→ WRITTEN TASKS
**1)** Please transcribe the stretch of the teaching blog post from "I walked into" through "a different world.".
**2)** In the teaching blog post, condense the paragraph beginning "Class has more to do" into two or three sentences that keep its main facts.

I walked into the kitchen last night and told my mother, "I just realized again that I'm the only black woman teacher at the school." She laughed and asked was this new? That's a joke between us because my mother teaches at a well-known university and has for over 20 years. She's been the only black woman teacher in her department the entire time she's been there. She probably understands the ins and outs of that feeling more than anyone else.
I'm not. NOT NOOOOTTTT going into racial politics here. Just pointing out a nuance of the environment where I work. It's interesting working in an Islamic school, especially in an area where there just aren't as many Muslims. I was spoiled in DC; there are Muslims of every stripe, color, belief... here people ask which masjid you go to and from that know everyone you've met at that center. It's a different world.
Class has more to do with my feeling off-kilter than race, I think, but both are involved. The majority of my students have affluent families. During Ramadhan I was invited to some of the most amazing places for iftar; what was comforting was the fact that despite the cushy surroundings I managed to fall into comfortable, grounded, real company, the few sisters whose invitations and interactions have put me at ease.
Samina S. is one of those. She doesn't have a blog, but late on the night of October 31st she wrote something that hit home and told more about the atmosphere at the masjid and the center than I could describe in my little post. She said I could feel free to post if I wished (thanks, Samina!) so I'm doing so... let me know what you think.

→ GIVEN INFORMATION
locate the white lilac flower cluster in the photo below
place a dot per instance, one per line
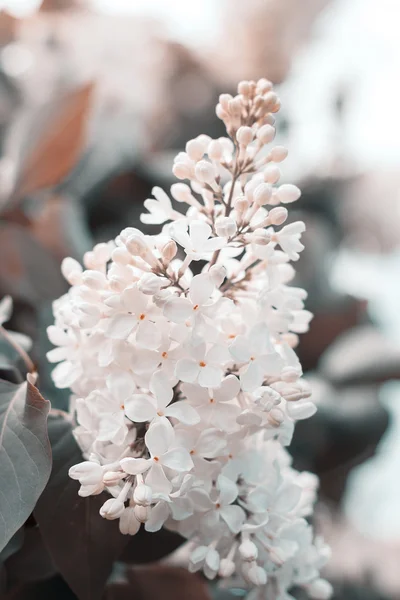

→ SOLUTION SET
**1)**
I walked into the kitchen last night and told my mother, "I just realized again that I'm the only black woman teacher at the school." She laughed and asked was this new? That's a joke between us because my mother teaches at a well-known university and has for over 20 years. She's been the only black woman teacher in her department the entire time she's been there. She probably understands the ins and outs of that feeling more than anyone else.
I'm not. NOT NOOOOTTTT going into racial politics here. Just pointing out a nuance of the environment where I work. It's interesting working in an Islamic school, especially in an area where there just aren't as many Muslims. I was spoiled in DC; there are Muslims of every stripe, color, belief... here people ask which masjid you go to and from that know everyone you've met at that center. It's a different world.

**2)** The writer feels off-kilter more because of class than race, though both play a part, since most of her students come from affluent families. During Ramadhan she was invited to amazing places for iftar. Despite the cushy surroundings, she found comfortable, grounded company in a few sisters who put her at ease.